[[ DATA RECORDS, beginning ]]

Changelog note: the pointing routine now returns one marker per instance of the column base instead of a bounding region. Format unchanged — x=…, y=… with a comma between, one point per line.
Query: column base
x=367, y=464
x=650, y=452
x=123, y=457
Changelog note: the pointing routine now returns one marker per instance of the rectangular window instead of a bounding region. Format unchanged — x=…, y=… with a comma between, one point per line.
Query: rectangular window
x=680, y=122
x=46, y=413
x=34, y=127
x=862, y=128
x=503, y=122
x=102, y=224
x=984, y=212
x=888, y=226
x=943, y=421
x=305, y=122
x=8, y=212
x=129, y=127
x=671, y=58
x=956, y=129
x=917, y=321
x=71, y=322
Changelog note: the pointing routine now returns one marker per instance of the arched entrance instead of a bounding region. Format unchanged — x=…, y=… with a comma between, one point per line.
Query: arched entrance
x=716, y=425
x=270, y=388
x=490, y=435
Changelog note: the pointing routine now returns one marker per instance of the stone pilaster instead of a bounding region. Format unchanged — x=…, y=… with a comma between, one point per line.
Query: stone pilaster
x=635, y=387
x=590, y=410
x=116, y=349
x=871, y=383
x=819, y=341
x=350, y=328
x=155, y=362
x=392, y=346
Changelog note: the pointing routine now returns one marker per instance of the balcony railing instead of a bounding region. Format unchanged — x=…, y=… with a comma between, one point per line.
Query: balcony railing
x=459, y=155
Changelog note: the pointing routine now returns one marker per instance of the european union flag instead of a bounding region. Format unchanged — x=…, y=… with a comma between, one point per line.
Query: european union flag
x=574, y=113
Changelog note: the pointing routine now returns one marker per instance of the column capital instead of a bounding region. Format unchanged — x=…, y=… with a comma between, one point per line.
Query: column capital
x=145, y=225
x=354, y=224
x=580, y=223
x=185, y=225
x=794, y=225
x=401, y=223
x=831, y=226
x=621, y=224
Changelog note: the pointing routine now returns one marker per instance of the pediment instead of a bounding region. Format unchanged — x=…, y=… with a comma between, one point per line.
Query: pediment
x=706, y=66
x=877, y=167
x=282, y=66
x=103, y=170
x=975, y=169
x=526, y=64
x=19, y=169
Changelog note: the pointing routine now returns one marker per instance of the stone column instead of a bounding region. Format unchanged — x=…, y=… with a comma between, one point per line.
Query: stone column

[[ DATA RECORDS, end ]]

• _ABOUT THIS TASK_
Which lines run from the one containing "the stone column" through the end of the material? Output them exactly.

• _ANSWER_
Changelog note: the pointing routine now returns one marker per instance of the stone column instead of a bounding region. Format unchanged — x=…, y=… with a comma between, one point per line.
Query: stone column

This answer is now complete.